### [Exercise]
Rewrite the listing from the line with "the **stainless steel range**?" to the line with "[[[109,96],[98,96],[83,99],[84,111],[105,119],[109,119]]]", changing "stainless steel range" to "cast iron skillet" and leaving everything else as it is.

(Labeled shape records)
<<<<

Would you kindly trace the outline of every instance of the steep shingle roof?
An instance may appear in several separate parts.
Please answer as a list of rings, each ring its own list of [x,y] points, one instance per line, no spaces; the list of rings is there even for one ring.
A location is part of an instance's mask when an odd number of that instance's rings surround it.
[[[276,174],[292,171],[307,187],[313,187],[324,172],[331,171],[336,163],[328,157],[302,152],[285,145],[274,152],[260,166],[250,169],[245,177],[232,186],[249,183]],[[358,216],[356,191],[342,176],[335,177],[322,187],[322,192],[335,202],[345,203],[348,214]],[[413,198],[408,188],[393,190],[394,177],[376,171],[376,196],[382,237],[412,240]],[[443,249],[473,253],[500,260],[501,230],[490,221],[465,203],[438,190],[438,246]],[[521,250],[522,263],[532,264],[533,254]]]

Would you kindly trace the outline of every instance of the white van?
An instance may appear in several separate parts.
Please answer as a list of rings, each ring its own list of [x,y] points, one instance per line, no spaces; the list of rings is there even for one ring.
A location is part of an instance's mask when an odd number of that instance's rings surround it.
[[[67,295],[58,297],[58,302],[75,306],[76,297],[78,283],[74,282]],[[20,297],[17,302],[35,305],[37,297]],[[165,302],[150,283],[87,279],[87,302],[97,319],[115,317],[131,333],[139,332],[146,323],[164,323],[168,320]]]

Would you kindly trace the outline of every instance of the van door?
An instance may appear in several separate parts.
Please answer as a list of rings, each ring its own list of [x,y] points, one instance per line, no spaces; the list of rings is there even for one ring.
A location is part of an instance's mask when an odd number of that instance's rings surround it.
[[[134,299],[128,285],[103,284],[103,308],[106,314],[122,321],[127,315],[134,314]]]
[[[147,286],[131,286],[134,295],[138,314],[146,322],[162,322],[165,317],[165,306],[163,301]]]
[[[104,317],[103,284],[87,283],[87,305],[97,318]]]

>>>>
<<<<

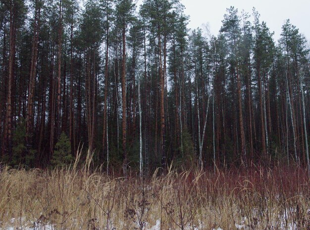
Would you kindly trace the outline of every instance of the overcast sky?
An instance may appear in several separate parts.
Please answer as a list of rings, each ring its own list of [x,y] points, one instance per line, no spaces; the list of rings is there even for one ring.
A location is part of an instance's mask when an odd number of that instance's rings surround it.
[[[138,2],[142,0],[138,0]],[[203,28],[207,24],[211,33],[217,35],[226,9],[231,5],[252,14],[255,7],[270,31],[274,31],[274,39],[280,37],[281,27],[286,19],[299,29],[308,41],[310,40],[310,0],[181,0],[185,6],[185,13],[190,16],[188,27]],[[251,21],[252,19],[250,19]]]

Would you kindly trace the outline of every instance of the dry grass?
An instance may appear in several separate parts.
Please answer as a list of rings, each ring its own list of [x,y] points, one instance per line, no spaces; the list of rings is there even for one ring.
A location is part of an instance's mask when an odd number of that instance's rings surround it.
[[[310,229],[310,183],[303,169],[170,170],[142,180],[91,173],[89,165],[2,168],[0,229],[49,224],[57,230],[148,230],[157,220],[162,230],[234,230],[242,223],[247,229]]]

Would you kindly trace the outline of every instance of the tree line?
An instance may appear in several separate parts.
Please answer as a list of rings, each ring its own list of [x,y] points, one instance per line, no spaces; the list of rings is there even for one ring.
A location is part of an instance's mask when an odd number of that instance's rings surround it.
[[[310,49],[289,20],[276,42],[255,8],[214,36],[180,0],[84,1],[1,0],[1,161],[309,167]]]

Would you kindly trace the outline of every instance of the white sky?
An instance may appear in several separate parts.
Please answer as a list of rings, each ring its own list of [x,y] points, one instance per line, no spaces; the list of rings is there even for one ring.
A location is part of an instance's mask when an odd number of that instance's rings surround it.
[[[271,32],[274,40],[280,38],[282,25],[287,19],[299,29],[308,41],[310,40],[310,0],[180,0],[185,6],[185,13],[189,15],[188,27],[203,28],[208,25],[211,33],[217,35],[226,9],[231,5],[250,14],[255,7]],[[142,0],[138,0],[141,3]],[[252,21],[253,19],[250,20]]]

>>>>
<<<<

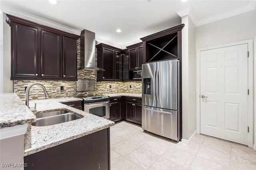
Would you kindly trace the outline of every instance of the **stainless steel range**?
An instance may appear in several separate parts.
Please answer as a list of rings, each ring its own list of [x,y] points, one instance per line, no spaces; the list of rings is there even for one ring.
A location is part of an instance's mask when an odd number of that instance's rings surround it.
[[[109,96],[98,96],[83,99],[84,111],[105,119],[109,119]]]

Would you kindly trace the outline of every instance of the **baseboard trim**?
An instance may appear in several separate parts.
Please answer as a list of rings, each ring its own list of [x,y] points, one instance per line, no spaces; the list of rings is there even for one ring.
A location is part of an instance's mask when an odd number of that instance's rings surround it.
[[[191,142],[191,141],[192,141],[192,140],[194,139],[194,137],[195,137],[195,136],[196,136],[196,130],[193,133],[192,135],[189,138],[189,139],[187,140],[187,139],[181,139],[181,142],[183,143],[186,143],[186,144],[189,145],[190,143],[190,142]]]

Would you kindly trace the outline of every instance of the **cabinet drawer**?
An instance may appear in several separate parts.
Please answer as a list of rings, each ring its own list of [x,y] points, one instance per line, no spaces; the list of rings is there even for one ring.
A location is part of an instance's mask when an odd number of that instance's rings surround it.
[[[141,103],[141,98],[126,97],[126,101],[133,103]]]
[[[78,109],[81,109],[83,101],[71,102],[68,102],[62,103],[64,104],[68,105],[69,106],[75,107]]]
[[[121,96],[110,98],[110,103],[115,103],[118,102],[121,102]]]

>>>>

### [Full output]
Would you kindly trace the outline of every instance of the **cast iron skillet**?
An instance may appear in several separate parts.
Please answer as a list of rings, each ring its own list of [x,y] points, one instance per line, no spaces; the list of rings is there even for one ring.
A location is part of an instance's mask when an odd number of that instance's rings surround it.
[[[109,96],[98,96],[83,99],[84,111],[105,119],[109,119]]]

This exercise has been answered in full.